#### [Source passage]
______________________________

Discussion in 'Acoustic Keyboards' started by audiokid, Dec 28, 2011.
Mis-alignment was one reason you thought it was an upright.
I never thought this was so important in a close space like mine either. But looking at the wave, even 8 ' away from the DPA's there was a difference in the alignment, and TheJackAttack heard it. I never until he pointed that out. I thought the delay was room and a natural picture of how it sounds to me from the audience position. But when I shifted the track, he heard it improved to his liking and so did I!
The obvious answer to this is, my ears cannot be where the performer is so tracking it all together like this creates an un realistic sound. Thus, aligning the mics and pulling the U87 back in volume until you just hear it, makes a really full, natural sound. This is very smart, I like it!
Classical recording is a whole new world / way of thinking to me. Loving it. thumb
Gottcha. I don't do a ton of classical stuff, some, but not a ton. I will take a look at this a little more in my future recordings. I also tend to be a bit of a minimalist when it comes to micing.
I do a lot of recording that is live chamber music. If there is a piano and you don't close mic it, it always sounds like crap in the
"wash" of the main mic's. On the other hand you do NOT want to hear the piano as if it were recorded in another room. The Band of Brothers soundtrack is like this. To my ear whomever did that soundtrack did it a disservice by allowing whomever made it to track the "soloist" or "concerto" away form the "grosso." And of course this is impossible anyway in a live performance.
Now that I get the magic here. I'm assuming this applies to anything you are close micing in conjunction/sync with main mics and flanks?
Also, when you are aligning everything, I'm assuming rule of thumb is to align all tracks as tight as possible or do you ever play with it like piano tuning ( inharmonicity) / chorus effect < fattening... ?

______________________________

#### [Data section]
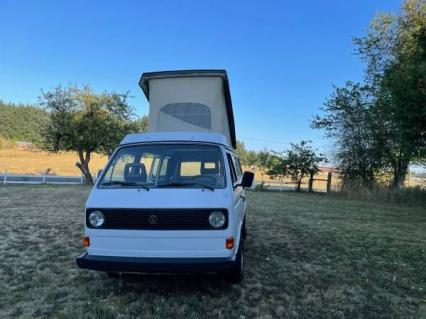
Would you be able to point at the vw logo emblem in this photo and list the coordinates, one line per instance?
(153, 219)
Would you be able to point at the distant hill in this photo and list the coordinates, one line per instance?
(22, 122)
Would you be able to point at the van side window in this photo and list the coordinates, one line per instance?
(232, 167)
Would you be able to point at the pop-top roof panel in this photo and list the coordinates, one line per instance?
(190, 101)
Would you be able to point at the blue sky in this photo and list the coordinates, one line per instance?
(282, 57)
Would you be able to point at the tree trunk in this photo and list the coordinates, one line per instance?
(83, 165)
(299, 183)
(399, 173)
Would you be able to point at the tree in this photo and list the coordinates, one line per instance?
(242, 153)
(278, 166)
(394, 50)
(301, 160)
(141, 124)
(263, 162)
(85, 122)
(22, 122)
(350, 119)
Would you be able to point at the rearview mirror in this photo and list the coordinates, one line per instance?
(247, 179)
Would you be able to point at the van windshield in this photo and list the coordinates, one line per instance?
(165, 165)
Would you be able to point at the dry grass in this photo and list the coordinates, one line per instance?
(36, 162)
(308, 256)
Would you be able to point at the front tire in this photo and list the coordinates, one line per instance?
(236, 273)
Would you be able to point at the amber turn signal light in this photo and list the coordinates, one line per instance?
(229, 243)
(86, 241)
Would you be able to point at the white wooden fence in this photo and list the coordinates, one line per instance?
(7, 178)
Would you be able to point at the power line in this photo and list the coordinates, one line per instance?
(261, 140)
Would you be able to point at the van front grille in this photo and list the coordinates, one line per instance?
(157, 219)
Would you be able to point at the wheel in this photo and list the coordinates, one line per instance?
(113, 274)
(236, 273)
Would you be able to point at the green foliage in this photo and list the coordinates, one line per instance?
(301, 160)
(278, 167)
(141, 124)
(349, 118)
(381, 126)
(394, 50)
(86, 122)
(297, 162)
(22, 122)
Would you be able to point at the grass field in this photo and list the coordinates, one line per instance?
(308, 256)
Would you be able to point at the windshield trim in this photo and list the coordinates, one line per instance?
(221, 148)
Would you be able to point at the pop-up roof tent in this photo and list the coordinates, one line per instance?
(189, 101)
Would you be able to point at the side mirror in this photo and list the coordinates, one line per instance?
(99, 173)
(247, 179)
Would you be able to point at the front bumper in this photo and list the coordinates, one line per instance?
(154, 265)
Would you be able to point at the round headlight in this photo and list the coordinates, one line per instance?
(96, 218)
(216, 219)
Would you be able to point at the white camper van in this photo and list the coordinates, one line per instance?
(172, 200)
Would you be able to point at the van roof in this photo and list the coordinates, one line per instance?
(145, 85)
(205, 137)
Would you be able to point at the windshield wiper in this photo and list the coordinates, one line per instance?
(121, 183)
(185, 184)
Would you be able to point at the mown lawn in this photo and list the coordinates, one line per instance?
(308, 256)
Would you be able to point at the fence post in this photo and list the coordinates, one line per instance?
(311, 182)
(329, 183)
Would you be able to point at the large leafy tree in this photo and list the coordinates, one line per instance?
(86, 123)
(350, 119)
(394, 50)
(301, 160)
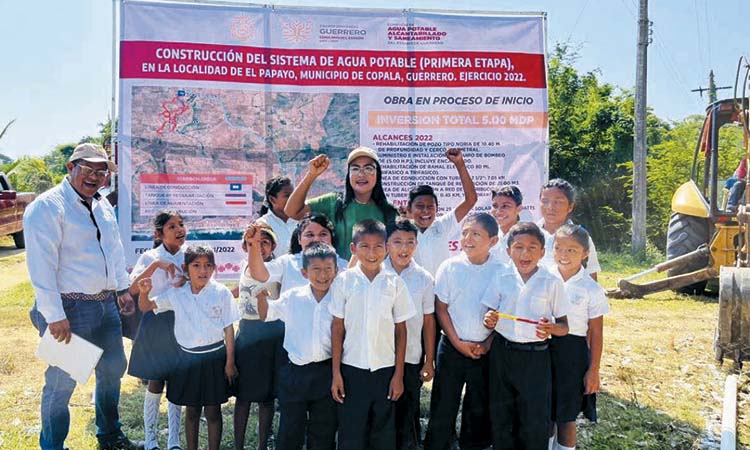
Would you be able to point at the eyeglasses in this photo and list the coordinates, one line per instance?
(87, 171)
(369, 169)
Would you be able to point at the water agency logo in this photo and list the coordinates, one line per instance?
(296, 31)
(242, 28)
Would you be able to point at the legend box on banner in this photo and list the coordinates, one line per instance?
(196, 194)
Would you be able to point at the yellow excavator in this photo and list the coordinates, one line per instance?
(707, 237)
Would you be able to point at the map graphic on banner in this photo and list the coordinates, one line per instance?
(216, 99)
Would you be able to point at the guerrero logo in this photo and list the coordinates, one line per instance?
(242, 28)
(296, 31)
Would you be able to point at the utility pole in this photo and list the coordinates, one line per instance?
(638, 240)
(711, 89)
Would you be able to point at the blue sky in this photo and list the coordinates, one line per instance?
(56, 74)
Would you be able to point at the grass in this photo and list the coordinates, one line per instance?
(661, 387)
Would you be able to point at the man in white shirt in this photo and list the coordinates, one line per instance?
(77, 268)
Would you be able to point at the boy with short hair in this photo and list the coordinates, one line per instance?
(369, 306)
(305, 381)
(520, 367)
(435, 232)
(459, 288)
(401, 244)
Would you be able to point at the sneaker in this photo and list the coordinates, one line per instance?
(121, 443)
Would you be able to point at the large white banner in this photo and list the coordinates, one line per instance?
(216, 99)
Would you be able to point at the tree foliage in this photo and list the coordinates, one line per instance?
(30, 175)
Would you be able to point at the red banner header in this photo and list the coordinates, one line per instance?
(307, 67)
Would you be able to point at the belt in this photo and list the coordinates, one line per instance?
(98, 297)
(204, 349)
(525, 347)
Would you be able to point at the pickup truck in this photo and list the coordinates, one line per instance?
(12, 204)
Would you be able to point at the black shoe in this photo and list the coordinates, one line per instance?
(121, 443)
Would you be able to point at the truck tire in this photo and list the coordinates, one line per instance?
(685, 234)
(19, 240)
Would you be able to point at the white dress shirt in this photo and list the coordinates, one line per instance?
(199, 319)
(461, 285)
(282, 230)
(588, 300)
(249, 290)
(421, 287)
(160, 280)
(63, 253)
(500, 250)
(542, 295)
(287, 270)
(433, 242)
(592, 265)
(307, 335)
(370, 310)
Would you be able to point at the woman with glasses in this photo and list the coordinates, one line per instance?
(364, 197)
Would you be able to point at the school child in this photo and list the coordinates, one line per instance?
(573, 374)
(154, 348)
(435, 232)
(278, 190)
(506, 206)
(258, 353)
(520, 368)
(287, 269)
(204, 315)
(308, 412)
(370, 307)
(557, 201)
(401, 244)
(461, 357)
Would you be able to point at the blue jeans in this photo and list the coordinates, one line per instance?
(99, 323)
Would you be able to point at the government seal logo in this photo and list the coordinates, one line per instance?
(242, 28)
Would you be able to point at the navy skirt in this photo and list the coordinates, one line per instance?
(199, 379)
(259, 355)
(155, 349)
(570, 361)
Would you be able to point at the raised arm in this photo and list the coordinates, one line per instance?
(144, 289)
(295, 205)
(456, 156)
(255, 265)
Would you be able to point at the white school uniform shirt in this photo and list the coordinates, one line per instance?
(421, 288)
(160, 280)
(500, 250)
(433, 242)
(249, 290)
(287, 270)
(199, 319)
(461, 285)
(587, 298)
(371, 310)
(592, 265)
(282, 230)
(307, 335)
(63, 253)
(542, 295)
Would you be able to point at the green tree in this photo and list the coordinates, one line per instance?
(30, 175)
(591, 145)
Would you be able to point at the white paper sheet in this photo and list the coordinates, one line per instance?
(78, 357)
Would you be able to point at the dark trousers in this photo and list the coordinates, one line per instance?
(308, 412)
(452, 372)
(407, 408)
(98, 323)
(367, 418)
(520, 397)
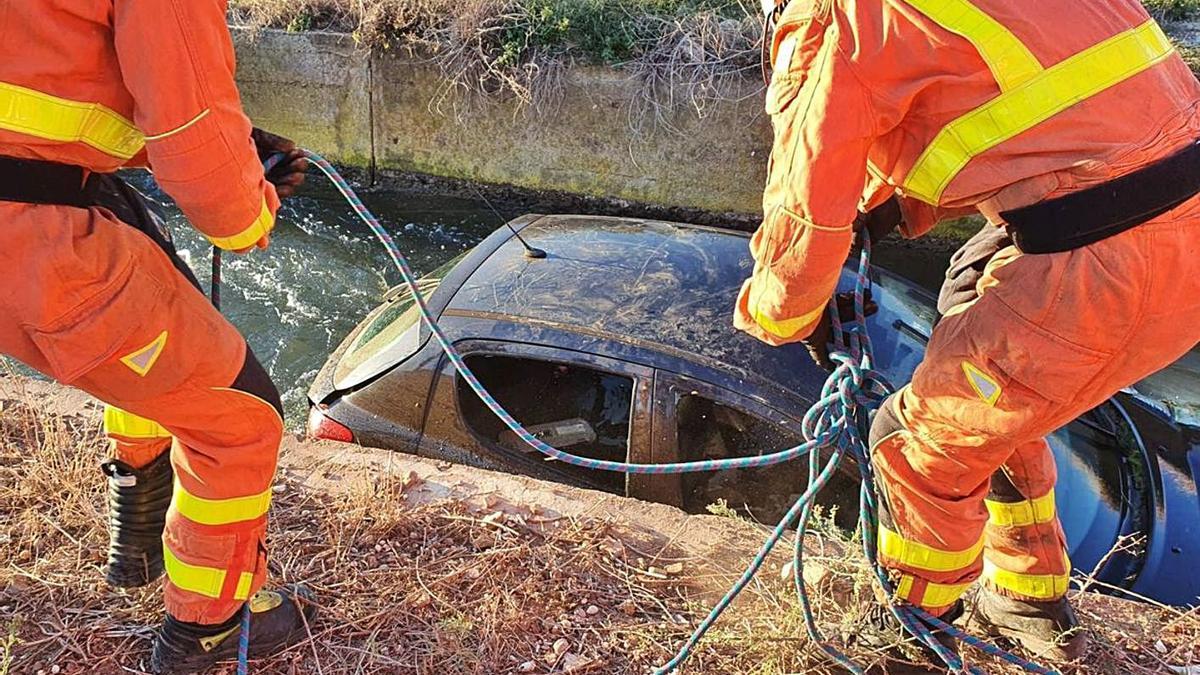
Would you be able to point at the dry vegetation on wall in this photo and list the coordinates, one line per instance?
(462, 586)
(684, 51)
(520, 47)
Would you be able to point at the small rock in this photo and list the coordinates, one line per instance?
(816, 575)
(576, 663)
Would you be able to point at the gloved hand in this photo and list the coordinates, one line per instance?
(880, 221)
(289, 173)
(819, 341)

______________________________

#### [Written task]
Reproduce the passage of the forum discussion on piano recording starting at "Discussion in 'Acoustic" and ending at "smart, I like it!".

#### [Finished answer]
Discussion in 'Acoustic Keyboards' started by audiokid, Dec 28, 2011.
Mis-alignment was one reason you thought it was an upright.
I never thought this was so important in a close space like mine either. But looking at the wave, even 8 ' away from the DPA's there was a difference in the alignment, and TheJackAttack heard it. I never until he pointed that out. I thought the delay was room and a natural picture of how it sounds to me from the audience position. But when I shifted the track, he heard it improved to his liking and so did I!
The obvious answer to this is, my ears cannot be where the performer is so tracking it all together like this creates an un realistic sound. Thus, aligning the mics and pulling the U87 back in volume until you just hear it, makes a really full, natural sound. This is very smart, I like it!